**Exercise goal**
Rewrite the items below, from the line with "Check that each instance of the muddy" through the line with "(1107, 398)", keeping the requests and offsetting each answer coordinate by adding 74 to it.

**Exercise material**
# # # #

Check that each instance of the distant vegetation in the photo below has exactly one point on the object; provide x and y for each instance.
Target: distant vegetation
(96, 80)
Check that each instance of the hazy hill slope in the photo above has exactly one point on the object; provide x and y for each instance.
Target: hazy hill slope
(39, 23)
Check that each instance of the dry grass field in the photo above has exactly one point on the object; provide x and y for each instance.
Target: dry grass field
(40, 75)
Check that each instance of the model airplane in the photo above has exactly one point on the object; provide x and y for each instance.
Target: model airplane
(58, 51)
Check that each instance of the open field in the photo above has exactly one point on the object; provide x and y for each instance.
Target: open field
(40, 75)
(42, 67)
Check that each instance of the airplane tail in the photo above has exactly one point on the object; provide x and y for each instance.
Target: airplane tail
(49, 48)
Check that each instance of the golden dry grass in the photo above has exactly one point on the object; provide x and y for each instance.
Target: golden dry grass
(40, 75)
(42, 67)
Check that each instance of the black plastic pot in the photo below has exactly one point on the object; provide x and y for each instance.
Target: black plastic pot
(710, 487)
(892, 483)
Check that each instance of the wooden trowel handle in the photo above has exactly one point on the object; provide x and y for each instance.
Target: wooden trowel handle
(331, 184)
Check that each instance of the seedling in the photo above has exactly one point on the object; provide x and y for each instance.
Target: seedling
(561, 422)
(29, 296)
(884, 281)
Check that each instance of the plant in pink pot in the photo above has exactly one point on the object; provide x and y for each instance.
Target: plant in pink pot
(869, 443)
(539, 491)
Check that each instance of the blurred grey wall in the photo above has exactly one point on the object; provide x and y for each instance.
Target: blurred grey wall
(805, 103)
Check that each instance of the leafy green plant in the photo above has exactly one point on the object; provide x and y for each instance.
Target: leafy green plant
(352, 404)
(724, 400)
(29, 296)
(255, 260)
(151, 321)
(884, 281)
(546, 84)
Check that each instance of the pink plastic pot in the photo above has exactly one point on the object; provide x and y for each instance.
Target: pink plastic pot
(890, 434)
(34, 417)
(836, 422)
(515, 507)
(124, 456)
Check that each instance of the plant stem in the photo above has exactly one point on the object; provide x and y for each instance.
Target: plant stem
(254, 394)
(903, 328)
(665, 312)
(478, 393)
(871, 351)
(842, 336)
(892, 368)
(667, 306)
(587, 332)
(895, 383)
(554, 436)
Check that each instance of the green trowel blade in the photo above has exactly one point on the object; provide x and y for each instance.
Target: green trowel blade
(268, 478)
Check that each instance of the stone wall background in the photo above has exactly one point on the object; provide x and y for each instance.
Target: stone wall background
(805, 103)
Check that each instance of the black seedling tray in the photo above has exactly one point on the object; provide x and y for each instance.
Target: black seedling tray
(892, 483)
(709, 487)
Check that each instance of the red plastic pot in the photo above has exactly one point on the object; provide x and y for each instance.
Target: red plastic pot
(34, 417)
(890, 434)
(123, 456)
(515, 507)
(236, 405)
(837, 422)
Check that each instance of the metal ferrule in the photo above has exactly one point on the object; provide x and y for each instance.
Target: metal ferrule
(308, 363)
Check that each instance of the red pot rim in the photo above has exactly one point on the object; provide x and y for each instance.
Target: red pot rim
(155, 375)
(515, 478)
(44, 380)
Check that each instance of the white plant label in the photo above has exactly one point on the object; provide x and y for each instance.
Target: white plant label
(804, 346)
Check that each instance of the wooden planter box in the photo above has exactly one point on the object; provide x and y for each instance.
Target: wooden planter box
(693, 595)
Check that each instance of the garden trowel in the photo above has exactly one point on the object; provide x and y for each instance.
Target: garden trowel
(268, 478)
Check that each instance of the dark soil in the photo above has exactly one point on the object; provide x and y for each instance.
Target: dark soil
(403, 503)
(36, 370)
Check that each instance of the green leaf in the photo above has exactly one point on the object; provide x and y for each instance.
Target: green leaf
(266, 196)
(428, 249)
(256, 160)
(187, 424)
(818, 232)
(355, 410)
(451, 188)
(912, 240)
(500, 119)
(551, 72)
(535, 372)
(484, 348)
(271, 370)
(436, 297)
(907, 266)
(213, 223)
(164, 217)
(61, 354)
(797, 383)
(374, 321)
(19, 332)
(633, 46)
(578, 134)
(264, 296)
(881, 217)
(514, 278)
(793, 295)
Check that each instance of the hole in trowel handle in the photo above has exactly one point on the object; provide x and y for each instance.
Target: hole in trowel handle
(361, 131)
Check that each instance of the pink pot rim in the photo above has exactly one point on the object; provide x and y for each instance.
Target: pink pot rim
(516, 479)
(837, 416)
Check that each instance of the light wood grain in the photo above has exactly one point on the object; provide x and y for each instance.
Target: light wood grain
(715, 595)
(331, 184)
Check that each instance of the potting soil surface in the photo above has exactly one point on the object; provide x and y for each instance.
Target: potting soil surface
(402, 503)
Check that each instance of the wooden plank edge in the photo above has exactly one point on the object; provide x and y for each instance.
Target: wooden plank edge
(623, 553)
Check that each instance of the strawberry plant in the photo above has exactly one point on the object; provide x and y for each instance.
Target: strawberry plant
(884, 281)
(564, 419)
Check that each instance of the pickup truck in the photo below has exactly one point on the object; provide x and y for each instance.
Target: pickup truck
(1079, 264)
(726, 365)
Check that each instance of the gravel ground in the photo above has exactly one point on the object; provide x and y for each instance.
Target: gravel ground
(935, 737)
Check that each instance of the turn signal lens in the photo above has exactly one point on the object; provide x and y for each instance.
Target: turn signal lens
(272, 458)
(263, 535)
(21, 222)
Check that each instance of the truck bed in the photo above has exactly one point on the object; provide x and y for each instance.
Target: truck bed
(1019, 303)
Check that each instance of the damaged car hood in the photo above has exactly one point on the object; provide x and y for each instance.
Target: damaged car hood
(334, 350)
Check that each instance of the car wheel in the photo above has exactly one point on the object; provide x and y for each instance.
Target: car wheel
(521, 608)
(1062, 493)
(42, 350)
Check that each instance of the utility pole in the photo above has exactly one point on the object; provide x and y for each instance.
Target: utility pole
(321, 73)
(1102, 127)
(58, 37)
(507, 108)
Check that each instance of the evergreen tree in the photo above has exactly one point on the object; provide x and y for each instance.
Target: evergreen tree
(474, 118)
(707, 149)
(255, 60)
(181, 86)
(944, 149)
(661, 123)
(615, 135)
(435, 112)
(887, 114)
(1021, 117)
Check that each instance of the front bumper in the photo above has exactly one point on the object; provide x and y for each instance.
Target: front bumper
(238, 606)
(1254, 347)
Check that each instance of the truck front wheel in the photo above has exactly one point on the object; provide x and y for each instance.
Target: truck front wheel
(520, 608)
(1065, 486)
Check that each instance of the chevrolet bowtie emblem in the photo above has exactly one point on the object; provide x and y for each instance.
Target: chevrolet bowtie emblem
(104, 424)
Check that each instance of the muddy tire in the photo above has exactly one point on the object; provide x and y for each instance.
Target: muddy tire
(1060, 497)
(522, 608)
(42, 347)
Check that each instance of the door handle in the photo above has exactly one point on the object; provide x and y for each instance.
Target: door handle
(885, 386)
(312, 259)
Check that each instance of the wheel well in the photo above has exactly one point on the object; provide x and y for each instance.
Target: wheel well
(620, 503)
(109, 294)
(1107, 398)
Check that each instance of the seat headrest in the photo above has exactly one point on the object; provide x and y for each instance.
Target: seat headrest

# # # #

**Exercise output**
Check that each instance of the muddy tire in the photo above has exactly one point on the object; provide x and y for each instance.
Target: muddy tire
(1134, 571)
(596, 682)
(116, 421)
Check that each instance of the door handle in the photo above has exactly one point on the object; provide x and y for each instance.
Target: door handle
(959, 460)
(386, 333)
Check that each instance of the wheel well in the photo above has exactly one point on the object; provide x and y for each instance.
Target: wheel well
(694, 577)
(183, 368)
(1181, 472)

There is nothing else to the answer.